■ Using the information ■
1. In the passage on immune-boosting foods, rewrite the part between "Berry-Oxidants – Blue, Elder" and "memory and concentration.", inclusive, substituting "dietary fiber" for "fiber".
2. List the age-related diseases that the passage on immune-boosting foods names as ones the berries help ward off.

■ Excerpted passage ■
[Start of Attachment]
All of these nutrients work together in harmony to keep your body and immune system working at its peak level.
Popeye the Sailor Man had the right idea by eating his spinach, too, to stay big and strong and now research is showing that he could have also reaped the benefits of healthier hair follicles from its abundance of vitamins A and C, which produce an oily substance called sebum that acts as a built-in natural hair conditioner.
This superfood also contains folate, a nutrient that plays a key role in generating new cells, repairing DNA and producing red blood cells. Folate also works at fighting depression and keeping your brain in a youthful state by slowing down the effects of aging.
Grapefruit and Oranges
Fill your body with vitamin C and protect yourself from cold and flu season by having a grapefruit with your breakfast. This nutrient-dense fruit is packed with flavonoids and natural chemical compounds that have been found to increase the activation of the immune system.
If grapefruit is too tart for your taste buds then pick up a bag of oranges or tangerines to optimize your immunity, or if you’re in the midst of fighting off a cold, possibly shorten its duration with these vitamin C-enriched foods.
One important thing to keep in mind is that your body isn’t able to store vitamin C, so you need to replenish it every day with healthy citrus fruits and vegetables.
Citrus fruits also offer your body a great source of fiber to help move things along the digestive tract. They have even been shown to reduce cholesterol levels in the blood and lower the risks of certain types of cancer.
Berry-Oxidants – Blue, Elder and Acai
Out of all the fruit families, blueberriesrank the highest in antioxidants, protecting against damage caused by free radicals that may lead to dangerous health conditions such as blood vessel disease and some cancers. A few blueberries go a long way – just one cup supplies you with 14 percent of the recommended dose of daily fiber and almost a quarter of the recommended daily intake of vitamin C.
These wonder berries are also responsible for slowing down the normal aging process while warding off age-related diseases such as arthritis, diabetes, cancer, and heart disease. They may also reverse some effects of brain-aging diseases such as Alzheimer’s and Parkinson’s disease by helping improve memory and concentration.
A relative of the blueberry, the acai berry (native to Central and South America) has been stirring up antioxidant activity of its own with research showing it may help prevent diseases resulting from oxidative stress such as heart disease and cancer.
The richly colored elderberry, native to North America, grows on trees referred to as “the medicine chest”. It boasts anti-viral capabilities and an abundant source of flavonoids (quercetin and anthocyanins) that work in sync with its anti-inflammatory and antioxidant properties, fending off viruses and activating immune cells. One of the components of elderberries, lectins, has been proven in laboratory tests to stop the reproduction of 10 different strains of the flu virus.
This strong-smelling food will not only temporarily keep romance at bay, but also infections, colon and stomach cancers and bacteria, fungal and parasitic infections.
Often touted as a miracle food, garlic contains powerful antioxidants that battle foreign invaders from the body such as H. pylori, bacteria associated with certain ulcers and stomach cancers. Its immunity-building properties provide your body built-in anti-tumor and antioxidant properties that forge a wall against daily wear and tear on the body.
[End of Attachment]
■ Supplied records ■
[Start of Attachment]
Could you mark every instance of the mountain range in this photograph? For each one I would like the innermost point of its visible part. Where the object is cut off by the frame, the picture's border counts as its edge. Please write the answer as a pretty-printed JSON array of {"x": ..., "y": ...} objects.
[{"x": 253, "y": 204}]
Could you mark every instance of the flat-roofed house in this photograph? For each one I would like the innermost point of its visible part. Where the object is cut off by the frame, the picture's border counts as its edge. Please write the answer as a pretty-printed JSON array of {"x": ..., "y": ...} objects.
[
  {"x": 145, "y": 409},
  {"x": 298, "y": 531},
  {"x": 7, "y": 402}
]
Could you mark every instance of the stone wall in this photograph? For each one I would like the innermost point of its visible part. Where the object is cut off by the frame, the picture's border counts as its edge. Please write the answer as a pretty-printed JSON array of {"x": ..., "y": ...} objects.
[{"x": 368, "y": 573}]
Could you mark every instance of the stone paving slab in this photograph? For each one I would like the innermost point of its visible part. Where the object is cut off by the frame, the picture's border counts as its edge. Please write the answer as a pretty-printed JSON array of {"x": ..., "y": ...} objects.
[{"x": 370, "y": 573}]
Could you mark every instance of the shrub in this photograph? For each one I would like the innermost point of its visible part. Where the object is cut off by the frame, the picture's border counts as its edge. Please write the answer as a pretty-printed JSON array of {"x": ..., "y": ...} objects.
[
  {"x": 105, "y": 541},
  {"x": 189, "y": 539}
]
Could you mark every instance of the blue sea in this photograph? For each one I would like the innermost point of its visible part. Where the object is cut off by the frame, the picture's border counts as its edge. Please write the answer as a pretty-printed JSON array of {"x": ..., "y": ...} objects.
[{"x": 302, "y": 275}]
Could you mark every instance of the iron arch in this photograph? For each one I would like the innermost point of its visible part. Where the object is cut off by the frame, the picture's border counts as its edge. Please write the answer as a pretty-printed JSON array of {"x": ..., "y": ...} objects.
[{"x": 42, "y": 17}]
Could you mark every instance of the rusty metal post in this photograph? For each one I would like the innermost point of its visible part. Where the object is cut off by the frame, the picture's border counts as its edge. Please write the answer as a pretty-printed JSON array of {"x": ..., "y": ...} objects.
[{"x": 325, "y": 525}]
[End of Attachment]
■ Solutions to the exercise ■
1.
Berry-Oxidants – Blue, Elder and Acai
Out of all the fruit families, blueberriesrank the highest in antioxidants, protecting against damage caused by free radicals that may lead to dangerous health conditions such as blood vessel disease and some cancers. A few blueberries go a long way – just one cup supplies you with 14 percent of the recommended dose of daily dietary fiber and almost a quarter of the recommended daily intake of vitamin C.
These wonder berries are also responsible for slowing down the normal aging process while warding off age-related diseases such as arthritis, diabetes, cancer, and heart disease. They may also reverse some effects of brain-aging diseases such as Alzheimer’s and Parkinson’s disease by helping improve memory and concentration.

2. arthritis, diabetes, cancer, heart disease